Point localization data
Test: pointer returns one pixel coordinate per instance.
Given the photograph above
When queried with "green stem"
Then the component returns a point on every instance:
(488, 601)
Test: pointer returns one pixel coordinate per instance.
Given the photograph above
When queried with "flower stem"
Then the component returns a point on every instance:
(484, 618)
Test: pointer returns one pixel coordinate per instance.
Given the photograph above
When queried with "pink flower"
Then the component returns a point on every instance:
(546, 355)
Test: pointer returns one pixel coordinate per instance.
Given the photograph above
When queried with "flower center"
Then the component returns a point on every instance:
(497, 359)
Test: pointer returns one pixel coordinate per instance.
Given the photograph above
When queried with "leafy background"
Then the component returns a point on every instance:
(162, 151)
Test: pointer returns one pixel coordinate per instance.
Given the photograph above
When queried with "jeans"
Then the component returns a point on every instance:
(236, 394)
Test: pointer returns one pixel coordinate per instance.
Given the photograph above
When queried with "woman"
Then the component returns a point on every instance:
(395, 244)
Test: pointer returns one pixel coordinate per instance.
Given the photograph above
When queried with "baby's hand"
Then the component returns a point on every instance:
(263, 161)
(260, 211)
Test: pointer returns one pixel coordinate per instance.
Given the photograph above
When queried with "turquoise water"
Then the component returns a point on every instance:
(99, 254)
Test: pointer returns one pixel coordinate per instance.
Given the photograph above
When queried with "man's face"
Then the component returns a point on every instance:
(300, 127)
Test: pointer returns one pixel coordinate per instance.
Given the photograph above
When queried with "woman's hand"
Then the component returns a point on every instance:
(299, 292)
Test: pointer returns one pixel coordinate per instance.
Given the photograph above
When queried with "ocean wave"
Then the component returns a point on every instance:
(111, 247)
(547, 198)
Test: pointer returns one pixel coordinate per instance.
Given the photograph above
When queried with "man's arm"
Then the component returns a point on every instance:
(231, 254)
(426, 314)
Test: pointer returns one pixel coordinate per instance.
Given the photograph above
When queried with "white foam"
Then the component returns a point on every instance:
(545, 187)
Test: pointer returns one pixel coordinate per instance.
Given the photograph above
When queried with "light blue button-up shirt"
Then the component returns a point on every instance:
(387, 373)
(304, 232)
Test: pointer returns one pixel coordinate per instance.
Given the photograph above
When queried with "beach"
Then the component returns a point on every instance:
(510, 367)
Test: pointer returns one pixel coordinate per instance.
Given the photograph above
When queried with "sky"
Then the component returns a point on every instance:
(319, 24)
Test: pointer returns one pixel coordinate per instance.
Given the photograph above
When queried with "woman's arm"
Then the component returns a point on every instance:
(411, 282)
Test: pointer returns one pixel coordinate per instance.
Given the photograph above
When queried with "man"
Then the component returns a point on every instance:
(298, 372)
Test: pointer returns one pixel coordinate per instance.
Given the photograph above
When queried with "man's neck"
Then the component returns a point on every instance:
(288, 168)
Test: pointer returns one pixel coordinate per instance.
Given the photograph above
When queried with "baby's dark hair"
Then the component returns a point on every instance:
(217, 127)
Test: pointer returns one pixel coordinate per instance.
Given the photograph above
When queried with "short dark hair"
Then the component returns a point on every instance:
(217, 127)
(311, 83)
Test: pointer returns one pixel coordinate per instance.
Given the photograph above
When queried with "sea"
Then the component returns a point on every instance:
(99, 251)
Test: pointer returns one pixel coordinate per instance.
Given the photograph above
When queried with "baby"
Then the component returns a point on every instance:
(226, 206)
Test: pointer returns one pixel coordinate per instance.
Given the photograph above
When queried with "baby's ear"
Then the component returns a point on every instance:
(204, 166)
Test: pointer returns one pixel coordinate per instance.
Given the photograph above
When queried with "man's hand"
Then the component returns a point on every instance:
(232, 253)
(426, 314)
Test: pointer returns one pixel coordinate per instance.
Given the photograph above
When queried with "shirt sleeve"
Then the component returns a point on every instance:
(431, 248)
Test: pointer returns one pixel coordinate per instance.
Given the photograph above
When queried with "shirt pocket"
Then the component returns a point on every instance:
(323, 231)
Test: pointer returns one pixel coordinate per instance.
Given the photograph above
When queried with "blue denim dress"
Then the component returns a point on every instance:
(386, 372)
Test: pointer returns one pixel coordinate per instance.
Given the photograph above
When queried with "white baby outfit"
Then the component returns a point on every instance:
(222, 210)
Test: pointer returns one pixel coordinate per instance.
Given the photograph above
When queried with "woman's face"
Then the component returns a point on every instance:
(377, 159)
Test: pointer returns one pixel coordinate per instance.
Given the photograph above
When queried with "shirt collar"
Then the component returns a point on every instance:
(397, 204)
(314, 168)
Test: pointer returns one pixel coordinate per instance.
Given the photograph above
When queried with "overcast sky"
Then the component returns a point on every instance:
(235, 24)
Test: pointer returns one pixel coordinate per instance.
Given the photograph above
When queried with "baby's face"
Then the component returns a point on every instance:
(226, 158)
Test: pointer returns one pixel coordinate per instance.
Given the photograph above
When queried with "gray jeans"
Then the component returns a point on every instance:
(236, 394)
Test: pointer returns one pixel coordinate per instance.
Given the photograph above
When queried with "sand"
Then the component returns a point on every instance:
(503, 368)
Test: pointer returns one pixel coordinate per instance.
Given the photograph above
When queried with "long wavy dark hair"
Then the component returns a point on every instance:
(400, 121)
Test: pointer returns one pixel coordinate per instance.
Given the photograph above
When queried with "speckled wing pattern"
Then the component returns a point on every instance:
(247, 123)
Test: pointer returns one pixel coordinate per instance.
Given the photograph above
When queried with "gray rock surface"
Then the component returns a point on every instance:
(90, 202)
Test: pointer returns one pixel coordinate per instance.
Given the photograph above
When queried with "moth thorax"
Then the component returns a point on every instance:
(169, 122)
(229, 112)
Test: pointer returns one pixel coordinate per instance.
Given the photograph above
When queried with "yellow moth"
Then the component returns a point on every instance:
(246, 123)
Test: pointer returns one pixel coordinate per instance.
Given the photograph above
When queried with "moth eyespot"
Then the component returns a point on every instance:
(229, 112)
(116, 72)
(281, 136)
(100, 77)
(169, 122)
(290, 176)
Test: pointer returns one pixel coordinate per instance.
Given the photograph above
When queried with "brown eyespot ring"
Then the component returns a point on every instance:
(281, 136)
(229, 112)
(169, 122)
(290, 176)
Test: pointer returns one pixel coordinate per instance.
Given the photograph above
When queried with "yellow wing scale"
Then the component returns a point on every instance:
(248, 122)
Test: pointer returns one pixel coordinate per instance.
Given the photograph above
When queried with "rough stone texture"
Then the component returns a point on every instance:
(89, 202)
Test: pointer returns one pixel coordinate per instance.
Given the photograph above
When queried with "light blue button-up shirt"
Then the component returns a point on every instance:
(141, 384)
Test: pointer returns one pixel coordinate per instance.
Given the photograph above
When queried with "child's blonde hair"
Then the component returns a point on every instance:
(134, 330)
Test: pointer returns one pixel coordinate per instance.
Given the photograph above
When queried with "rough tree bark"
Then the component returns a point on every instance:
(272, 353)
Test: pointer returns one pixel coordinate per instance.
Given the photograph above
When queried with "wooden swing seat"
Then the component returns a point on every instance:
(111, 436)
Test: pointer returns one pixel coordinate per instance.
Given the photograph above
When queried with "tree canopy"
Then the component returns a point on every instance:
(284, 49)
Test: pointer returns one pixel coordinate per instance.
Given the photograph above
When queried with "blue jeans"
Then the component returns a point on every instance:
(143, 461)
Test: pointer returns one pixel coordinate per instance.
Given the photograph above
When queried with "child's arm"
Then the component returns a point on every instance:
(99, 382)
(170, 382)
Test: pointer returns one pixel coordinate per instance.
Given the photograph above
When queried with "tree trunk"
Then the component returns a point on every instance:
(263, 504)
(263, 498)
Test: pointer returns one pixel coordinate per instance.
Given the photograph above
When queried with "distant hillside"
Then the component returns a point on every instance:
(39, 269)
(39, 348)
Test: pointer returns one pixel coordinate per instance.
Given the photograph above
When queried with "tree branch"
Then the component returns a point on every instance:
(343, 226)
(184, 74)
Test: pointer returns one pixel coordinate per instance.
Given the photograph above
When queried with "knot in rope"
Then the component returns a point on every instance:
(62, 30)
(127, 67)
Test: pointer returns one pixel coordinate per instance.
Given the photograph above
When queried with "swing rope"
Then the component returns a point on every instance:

Exercise objective: Within the records above, each line containing "hand" is to be returned.

Exercise output:
When queried with "baby's hand"
When queried with "woman's hand"
When queried with "man's hand"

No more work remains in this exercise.